* **SOURCE TEXT**:
FROM
UPTON TO THE MEUSE WITH THE 307th INFANTRY
by,
W. KERR RAINSFORD
1920
The Depot
De Machines
THE DEPOT DE
MACHINES
AT dawn of the 28th, the two battalions, with
"M," "K," and "I" across
the front, took up their slow and groping progress across
the ridges. A more difficult country for an infantry
advance, or one better suited to delaying rearguard
action, it would be hardly possible to find. The ridges
were cloaked in a dense growth of small trees and the
bottoms choked with underbrush; it was seldom possible to
see over twenty yards, often not five; the keeping of
direction and of contact was a problem new with every
moment, and each opening through the leafy wall was a
death trap. There was rifle fire from across the narrow
valleys-it needed but a few men to do it, well hidden in
chosen spots, and looking for a glimpse of khaki among
the green, or the shaking of bushes; there were bursts of
automatic-fire down the narrow lanes-if the gun had been
sighted already, the sound of crashing progress was
target enough; there was the slow steady drain of
casualties, with never a blow to be struck in return, and
oh, the long weary way those wounded had to travel back.

Detection examples:
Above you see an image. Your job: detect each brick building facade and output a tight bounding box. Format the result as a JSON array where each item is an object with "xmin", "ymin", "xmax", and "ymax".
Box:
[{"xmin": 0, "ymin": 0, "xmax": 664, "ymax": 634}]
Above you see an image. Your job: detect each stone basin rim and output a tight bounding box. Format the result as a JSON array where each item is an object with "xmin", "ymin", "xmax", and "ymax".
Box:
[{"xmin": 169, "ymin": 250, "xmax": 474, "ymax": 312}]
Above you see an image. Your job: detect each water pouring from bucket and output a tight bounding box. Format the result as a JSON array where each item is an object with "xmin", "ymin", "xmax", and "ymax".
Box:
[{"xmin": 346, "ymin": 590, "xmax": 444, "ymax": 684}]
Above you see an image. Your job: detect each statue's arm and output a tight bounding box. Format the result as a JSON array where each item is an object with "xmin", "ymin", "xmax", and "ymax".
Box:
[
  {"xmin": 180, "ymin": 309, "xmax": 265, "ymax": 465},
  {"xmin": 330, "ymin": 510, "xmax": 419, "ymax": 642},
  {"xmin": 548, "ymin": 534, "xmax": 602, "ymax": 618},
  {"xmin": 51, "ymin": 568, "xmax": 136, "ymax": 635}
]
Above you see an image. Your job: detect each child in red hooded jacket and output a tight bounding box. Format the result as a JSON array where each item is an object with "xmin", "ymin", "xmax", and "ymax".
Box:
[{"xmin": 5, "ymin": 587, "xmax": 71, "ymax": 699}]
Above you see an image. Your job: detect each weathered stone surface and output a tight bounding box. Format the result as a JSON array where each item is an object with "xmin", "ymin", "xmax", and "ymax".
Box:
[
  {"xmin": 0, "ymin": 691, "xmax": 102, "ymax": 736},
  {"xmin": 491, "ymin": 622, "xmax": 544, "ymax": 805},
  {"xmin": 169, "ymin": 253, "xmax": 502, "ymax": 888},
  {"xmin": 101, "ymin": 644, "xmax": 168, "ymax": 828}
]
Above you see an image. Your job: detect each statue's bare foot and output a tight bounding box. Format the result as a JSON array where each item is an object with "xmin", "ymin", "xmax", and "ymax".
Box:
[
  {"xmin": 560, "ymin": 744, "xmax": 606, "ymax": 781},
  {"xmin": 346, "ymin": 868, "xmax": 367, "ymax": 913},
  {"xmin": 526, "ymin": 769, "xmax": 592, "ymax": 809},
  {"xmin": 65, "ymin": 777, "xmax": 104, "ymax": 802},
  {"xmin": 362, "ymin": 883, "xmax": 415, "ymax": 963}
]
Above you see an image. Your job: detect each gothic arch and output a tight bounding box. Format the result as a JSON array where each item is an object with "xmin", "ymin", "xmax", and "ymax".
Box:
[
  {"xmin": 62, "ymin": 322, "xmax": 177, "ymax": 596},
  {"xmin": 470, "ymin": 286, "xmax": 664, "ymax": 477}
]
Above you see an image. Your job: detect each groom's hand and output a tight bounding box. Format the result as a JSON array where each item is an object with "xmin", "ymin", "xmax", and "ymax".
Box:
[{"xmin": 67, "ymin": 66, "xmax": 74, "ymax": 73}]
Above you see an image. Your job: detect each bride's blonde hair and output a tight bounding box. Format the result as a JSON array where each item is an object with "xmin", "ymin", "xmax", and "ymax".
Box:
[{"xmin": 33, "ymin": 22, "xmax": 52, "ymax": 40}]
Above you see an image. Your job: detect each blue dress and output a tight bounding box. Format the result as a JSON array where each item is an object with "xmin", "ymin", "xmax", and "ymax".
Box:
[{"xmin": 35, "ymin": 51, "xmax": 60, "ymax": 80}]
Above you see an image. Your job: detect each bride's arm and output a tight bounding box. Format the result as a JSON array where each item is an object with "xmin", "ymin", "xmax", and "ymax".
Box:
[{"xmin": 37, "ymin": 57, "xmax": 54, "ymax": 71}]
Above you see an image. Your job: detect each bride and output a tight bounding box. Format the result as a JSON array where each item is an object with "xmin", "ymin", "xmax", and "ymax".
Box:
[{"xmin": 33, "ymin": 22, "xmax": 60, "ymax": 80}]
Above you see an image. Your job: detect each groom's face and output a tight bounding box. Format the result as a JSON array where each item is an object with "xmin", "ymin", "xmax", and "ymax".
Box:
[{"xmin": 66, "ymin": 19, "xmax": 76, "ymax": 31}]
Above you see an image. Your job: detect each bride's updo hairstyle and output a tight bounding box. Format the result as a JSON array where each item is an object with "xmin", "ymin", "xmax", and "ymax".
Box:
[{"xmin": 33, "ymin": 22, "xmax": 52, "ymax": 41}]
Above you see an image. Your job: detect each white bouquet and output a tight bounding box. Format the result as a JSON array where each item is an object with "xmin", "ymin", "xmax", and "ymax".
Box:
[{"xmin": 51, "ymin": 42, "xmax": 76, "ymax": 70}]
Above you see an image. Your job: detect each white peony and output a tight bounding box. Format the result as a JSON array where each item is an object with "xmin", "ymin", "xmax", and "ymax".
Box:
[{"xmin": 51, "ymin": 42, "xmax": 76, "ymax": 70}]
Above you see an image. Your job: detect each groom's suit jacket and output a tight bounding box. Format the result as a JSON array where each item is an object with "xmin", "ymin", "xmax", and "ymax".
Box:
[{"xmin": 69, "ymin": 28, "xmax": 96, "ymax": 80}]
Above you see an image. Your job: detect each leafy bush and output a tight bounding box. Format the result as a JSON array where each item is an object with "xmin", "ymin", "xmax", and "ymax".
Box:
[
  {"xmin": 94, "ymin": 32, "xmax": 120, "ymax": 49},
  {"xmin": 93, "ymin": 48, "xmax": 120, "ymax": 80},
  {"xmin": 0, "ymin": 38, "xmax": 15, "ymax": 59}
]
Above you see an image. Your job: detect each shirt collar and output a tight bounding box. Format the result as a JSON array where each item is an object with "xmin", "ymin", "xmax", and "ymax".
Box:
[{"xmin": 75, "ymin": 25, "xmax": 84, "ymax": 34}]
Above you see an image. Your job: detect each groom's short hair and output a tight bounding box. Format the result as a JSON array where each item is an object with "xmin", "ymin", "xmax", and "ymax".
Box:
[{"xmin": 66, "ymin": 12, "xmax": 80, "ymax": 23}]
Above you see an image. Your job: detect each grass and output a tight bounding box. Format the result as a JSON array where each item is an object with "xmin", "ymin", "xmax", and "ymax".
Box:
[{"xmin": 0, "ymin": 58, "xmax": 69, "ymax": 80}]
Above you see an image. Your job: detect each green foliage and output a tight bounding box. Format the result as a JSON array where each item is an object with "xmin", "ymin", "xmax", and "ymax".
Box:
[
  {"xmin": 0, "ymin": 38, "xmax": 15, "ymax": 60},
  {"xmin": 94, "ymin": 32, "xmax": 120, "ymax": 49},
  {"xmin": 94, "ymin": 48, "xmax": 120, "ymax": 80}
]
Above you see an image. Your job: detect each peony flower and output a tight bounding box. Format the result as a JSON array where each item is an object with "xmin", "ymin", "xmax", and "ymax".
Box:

* **TASK SET**:
1. Reproduce the whole 307th Infantry text, with every word and line kept as it is.
2. Count the lines in the records that contain the string "jacket", matching case exactly, and reply with the number alone.

* **THE SOLUTIONS**:
1.
FROM
UPTON TO THE MEUSE WITH THE 307th INFANTRY
by,
W. KERR RAINSFORD
1920
The Depot
De Machines
THE DEPOT DE
MACHINES
AT dawn of the 28th, the two battalions, with
"M," "K," and "I" across
the front, took up their slow and groping progress across
the ridges. A more difficult country for an infantry
advance, or one better suited to delaying rearguard
action, it would be hardly possible to find. The ridges
were cloaked in a dense growth of small trees and the
bottoms choked with underbrush; it was seldom possible to
see over twenty yards, often not five; the keeping of
direction and of contact was a problem new with every
moment, and each opening through the leafy wall was a
death trap. There was rifle fire from across the narrow
valleys-it needed but a few men to do it, well hidden in
chosen spots, and looking for a glimpse of khaki among
the green, or the shaking of bushes; there were bursts of
automatic-fire down the narrow lanes-if the gun had been
sighted already, the sound of crashing progress was
target enough; there was the slow steady drain of
casualties, with never a blow to be struck in return, and
oh, the long weary way those wounded had to travel back.

2. 2